▶ Dataset excerpt
┏━━

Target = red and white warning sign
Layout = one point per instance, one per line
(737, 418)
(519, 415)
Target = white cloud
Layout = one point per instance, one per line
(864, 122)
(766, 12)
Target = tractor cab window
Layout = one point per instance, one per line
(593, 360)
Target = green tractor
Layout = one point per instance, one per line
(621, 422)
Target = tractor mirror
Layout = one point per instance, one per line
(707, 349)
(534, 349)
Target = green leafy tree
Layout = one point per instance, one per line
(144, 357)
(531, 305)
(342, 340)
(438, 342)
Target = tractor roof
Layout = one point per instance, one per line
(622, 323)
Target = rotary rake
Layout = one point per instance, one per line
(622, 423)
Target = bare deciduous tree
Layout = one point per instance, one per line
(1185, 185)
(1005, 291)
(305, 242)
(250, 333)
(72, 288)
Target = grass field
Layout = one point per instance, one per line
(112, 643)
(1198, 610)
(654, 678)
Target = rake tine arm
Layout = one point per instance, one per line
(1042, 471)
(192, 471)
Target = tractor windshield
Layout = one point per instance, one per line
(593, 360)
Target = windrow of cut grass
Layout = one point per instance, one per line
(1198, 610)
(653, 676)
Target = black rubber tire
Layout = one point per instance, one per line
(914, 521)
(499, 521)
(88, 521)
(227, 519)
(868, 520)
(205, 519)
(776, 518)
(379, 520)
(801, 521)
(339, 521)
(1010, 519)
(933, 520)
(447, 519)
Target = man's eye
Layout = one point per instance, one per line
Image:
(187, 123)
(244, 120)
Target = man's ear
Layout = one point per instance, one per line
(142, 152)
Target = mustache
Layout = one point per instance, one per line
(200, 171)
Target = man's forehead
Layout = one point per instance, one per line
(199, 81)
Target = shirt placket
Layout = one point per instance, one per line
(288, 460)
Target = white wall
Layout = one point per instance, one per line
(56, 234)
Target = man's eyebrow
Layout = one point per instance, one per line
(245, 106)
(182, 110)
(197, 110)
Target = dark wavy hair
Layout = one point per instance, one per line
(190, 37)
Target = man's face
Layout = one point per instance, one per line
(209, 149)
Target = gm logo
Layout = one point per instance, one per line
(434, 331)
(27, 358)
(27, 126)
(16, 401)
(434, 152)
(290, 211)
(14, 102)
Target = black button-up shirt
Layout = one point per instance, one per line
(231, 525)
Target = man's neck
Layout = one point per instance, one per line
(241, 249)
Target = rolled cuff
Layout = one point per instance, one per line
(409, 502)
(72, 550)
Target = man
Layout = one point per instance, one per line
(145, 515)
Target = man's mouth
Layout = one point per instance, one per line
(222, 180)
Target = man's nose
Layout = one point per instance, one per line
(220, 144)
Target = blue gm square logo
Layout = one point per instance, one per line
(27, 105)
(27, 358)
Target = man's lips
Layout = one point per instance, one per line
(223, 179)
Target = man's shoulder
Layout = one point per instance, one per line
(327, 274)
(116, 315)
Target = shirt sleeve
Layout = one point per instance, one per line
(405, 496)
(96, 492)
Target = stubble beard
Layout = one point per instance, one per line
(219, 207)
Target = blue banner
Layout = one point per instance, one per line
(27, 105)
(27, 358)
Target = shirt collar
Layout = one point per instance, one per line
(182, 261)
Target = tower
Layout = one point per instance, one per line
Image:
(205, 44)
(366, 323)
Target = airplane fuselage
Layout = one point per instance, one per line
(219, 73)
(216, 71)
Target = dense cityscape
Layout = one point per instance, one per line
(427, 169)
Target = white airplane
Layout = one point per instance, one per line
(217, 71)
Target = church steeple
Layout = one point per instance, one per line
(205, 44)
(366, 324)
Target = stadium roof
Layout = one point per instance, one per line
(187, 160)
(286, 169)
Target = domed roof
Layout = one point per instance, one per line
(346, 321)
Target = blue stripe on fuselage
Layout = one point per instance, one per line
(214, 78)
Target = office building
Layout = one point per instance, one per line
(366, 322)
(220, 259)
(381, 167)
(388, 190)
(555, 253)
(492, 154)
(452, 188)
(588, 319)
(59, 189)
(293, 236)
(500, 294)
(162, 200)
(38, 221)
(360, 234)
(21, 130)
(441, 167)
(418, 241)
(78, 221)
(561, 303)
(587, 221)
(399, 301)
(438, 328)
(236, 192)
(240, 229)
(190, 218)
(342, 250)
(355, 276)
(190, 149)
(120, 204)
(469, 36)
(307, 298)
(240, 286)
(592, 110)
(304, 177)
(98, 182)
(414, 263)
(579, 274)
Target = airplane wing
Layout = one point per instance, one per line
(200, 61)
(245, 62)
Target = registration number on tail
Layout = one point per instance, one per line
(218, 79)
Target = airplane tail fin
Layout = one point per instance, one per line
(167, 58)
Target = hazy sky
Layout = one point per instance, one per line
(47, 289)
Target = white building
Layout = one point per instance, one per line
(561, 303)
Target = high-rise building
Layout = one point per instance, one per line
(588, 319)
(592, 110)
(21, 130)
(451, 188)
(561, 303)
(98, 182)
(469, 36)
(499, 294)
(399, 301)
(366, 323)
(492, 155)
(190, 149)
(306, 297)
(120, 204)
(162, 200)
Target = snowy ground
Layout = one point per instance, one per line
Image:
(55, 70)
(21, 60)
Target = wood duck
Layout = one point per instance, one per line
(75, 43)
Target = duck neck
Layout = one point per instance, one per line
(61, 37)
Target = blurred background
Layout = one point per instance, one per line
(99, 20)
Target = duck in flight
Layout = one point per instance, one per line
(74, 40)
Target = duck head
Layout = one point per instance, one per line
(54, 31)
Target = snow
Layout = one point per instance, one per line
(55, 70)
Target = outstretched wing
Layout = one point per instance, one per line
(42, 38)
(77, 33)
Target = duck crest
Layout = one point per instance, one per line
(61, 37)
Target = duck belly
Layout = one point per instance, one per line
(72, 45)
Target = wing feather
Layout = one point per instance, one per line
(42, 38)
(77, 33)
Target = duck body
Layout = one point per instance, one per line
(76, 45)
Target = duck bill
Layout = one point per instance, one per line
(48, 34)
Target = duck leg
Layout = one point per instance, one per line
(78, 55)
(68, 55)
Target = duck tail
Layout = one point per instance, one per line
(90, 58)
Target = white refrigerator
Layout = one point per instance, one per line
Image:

┗━━

Turn every line of the records above into a numbered list, leaving out any blank lines.

▶ EXERCISE RESULT
1. Target = red and white warning sign
2. Layout = one point per instance, one per line
3. (737, 418)
4. (519, 415)
5. Target = white cloud
6. Layout = one point per instance, one per line
7. (864, 122)
8. (766, 12)
9. Target = tractor cab window
10. Layout = one point per instance, one per line
11. (593, 360)
12. Target = green tractor
13. Layout = one point per instance, one per line
14. (621, 422)
15. Target = tractor mirror
16. Layout = one point per instance, one per line
17. (707, 349)
18. (534, 349)
19. Target = green leafy tree
20. Layout = one point per instance, one per line
21. (144, 357)
22. (531, 305)
23. (342, 340)
24. (438, 342)
25. Target = tractor roof
26. Layout = one point per instance, one per line
27. (622, 323)
28. Target = rotary rake
29. Layout = one point per instance, one per line
30. (622, 423)
31. Target = bare deciduous tree
32. Layout = one point per instance, one per line
33. (1185, 185)
34. (1005, 291)
35. (305, 242)
36. (250, 333)
37. (72, 288)
38. Target = grass field
39. Layout = one point per instance, one per line
40. (112, 643)
41. (1198, 610)
42. (654, 678)
43. Target = rake tine arm
44. Layout = one point per instance, one per line
45. (1042, 471)
46. (192, 471)
47. Target = tractor windshield
48. Layout = one point per instance, one per line
49. (593, 360)
50. Target = windrow of cut grass
51. Layout = one point per instance, one per line
52. (1198, 610)
53. (653, 676)
54. Target = black rubber tire
55. Layout = one point per instance, one per line
56. (914, 521)
57. (499, 521)
58. (88, 521)
59. (227, 519)
60. (868, 520)
61. (205, 519)
62. (776, 518)
63. (379, 520)
64. (801, 521)
65. (339, 521)
66. (1010, 519)
67. (933, 520)
68. (447, 519)
69. Target = man's eye
70. Layout = one point per instance, one per line
71. Image:
72. (187, 123)
73. (244, 120)
74. Target = man's ear
75. Layout = one point per instance, one per line
76. (142, 152)
77. Target = mustache
78. Layout = one point per instance, one per line
79. (200, 171)
80. Target = man's forehead
81. Layout = one point per instance, one per line
82. (199, 81)
83. Target = shirt placket
84. Layout = one point per instance, one per line
85. (288, 460)
86. Target = white wall
87. Layout = one point per instance, one per line
88. (56, 234)
89. Target = man's eyebrow
90. Layout = one point per instance, one per line
91. (245, 106)
92. (182, 110)
93. (197, 110)
94. Target = dark wavy hair
95. Layout = one point per instance, one per line
96. (190, 37)
97. Target = man's face
98. Layout = one point per instance, one per line
99. (209, 149)
100. Target = gm logo
101. Layout = one point per instance, one per line
102. (434, 331)
103. (27, 358)
104. (27, 126)
105. (16, 401)
106. (434, 152)
107. (290, 211)
108. (14, 102)
109. Target = black button-up shirt
110. Layout = one point per instance, one per line
111. (231, 525)
112. Target = man's neck
113. Layout = one point per instance, one per line
114. (241, 249)
115. Target = rolled cuff
116. Layout = one point per instance, one per line
117. (409, 502)
118. (72, 550)
119. Target = man
120. Layout = one point per instance, one per line
121. (145, 515)
122. Target = man's mouth
123. Layout = one point per instance, one per line
124. (222, 180)
125. Target = man's nose
126. Layout = one point per instance, one per line
127. (220, 144)
128. Target = blue gm square logo
129. Layout = one point per instance, one per line
130. (27, 105)
131. (27, 358)
132. Target = man's lips
133. Layout = one point per instance, one per line
134. (223, 179)
135. Target = man's shoulder
136. Layout = one point per instance, one per line
137. (327, 274)
138. (116, 315)
139. Target = shirt sleeve
140. Layout = one point per instance, one per line
141. (405, 496)
142. (96, 492)
143. Target = stubble beard
144. Layout = one point per instance, one per line
145. (219, 207)
146. Target = blue banner
147. Layout = one point per instance, one per line
148. (27, 105)
149. (27, 358)
150. Target = shirt collar
151. Layout = one point per instance, one per line
152. (182, 261)
153. Target = tower
154. Layout = one point per instance, one per line
155. Image:
156. (205, 44)
157. (366, 323)
158. Target = airplane fuselage
159. Layout = one point per instance, one per line
160. (219, 73)
161. (216, 71)
162. Target = dense cityscape
163. Layout = one point per instance, one per line
164. (427, 169)
165. Target = white airplane
166. Layout = one point per instance, one per line
167. (217, 71)
168. Target = church steeple
169. Layout = one point per instance, one per line
170. (205, 44)
171. (366, 324)
172. Target = stadium roof
173. Layout = one point per instance, one per line
174. (187, 160)
175. (286, 169)
176. Target = domed roof
177. Layout = one point per instance, one per line
178. (346, 321)
179. Target = blue stripe on fuselage
180. Layout = one point per instance, one per line
181. (214, 78)
182. Target = office building
183. Layout = one point per instance, one per line
184. (366, 322)
185. (220, 259)
186. (381, 167)
187. (388, 190)
188. (555, 253)
189. (492, 154)
190. (452, 188)
191. (588, 319)
192. (59, 189)
193. (293, 236)
194. (500, 294)
195. (162, 200)
196. (38, 221)
197. (360, 234)
198. (21, 130)
199. (441, 167)
200. (418, 241)
201. (78, 221)
202. (561, 303)
203. (587, 221)
204. (399, 301)
205. (438, 328)
206. (236, 192)
207. (240, 229)
208. (190, 218)
209. (342, 250)
210. (355, 276)
211. (190, 149)
212. (120, 204)
213. (469, 36)
214. (307, 298)
215. (240, 286)
216. (592, 110)
217. (304, 177)
218. (98, 182)
219. (414, 263)
220. (579, 274)
221. Target = airplane wing
222. Layout = one point per instance, one per line
223. (200, 61)
224. (245, 62)
225. Target = registration number on tail
226. Layout = one point per instance, one per line
227. (218, 79)
228. Target = airplane tail fin
229. Layout = one point per instance, one per line
230. (167, 58)
231. Target = hazy sky
232. Layout = one point per instance, one per line
233. (47, 289)
234. Target = white building
235. Layout = one point per instance, one per line
236. (561, 303)
237. Target = high-rise building
238. Layout = one point per instance, one per line
239. (588, 319)
240. (592, 110)
241. (21, 130)
242. (451, 188)
243. (561, 303)
244. (98, 182)
245. (469, 36)
246. (499, 294)
247. (399, 301)
248. (366, 323)
249. (492, 155)
250. (190, 149)
251. (306, 297)
252. (120, 204)
253. (162, 200)
254. Target = snowy ground
255. Layout = one point per instance, one per line
256. Image:
257. (55, 70)
258. (21, 60)
259. Target = wood duck
260. Layout = one point per instance, one per line
261. (75, 43)
262. Target = duck neck
263. Layout = one point per instance, one per line
264. (61, 37)
265. Target = blurred background
266. Layout = one point per instance, one per line
267. (99, 20)
268. Target = duck in flight
269. Layout = one point per instance, one per line
270. (74, 40)
271. Target = duck head
272. Layout = one point per instance, one per line
273. (54, 31)
274. Target = snow
275. Layout = one point per instance, one per line
276. (55, 70)
277. Target = outstretched wing
278. Layout = one point per instance, one per line
279. (42, 38)
280. (77, 33)
281. Target = duck crest
282. Layout = one point per instance, one per line
283. (61, 37)
284. Target = duck belly
285. Layout = one point per instance, one per line
286. (72, 45)
287. Target = wing feather
288. Layout = one point per instance, one per line
289. (42, 38)
290. (77, 33)
291. Target = duck body
292. Layout = one point per instance, one per line
293. (76, 45)
294. Target = duck bill
295. Layout = one point per instance, one per line
296. (48, 34)
297. Target = duck leg
298. Layout = one point per instance, one per line
299. (78, 55)
300. (68, 55)
301. Target = duck tail
302. Layout = one point per instance, one per line
303. (90, 58)
304. Target = white refrigerator
305. Layout = one point per instance, one per line
306. Image:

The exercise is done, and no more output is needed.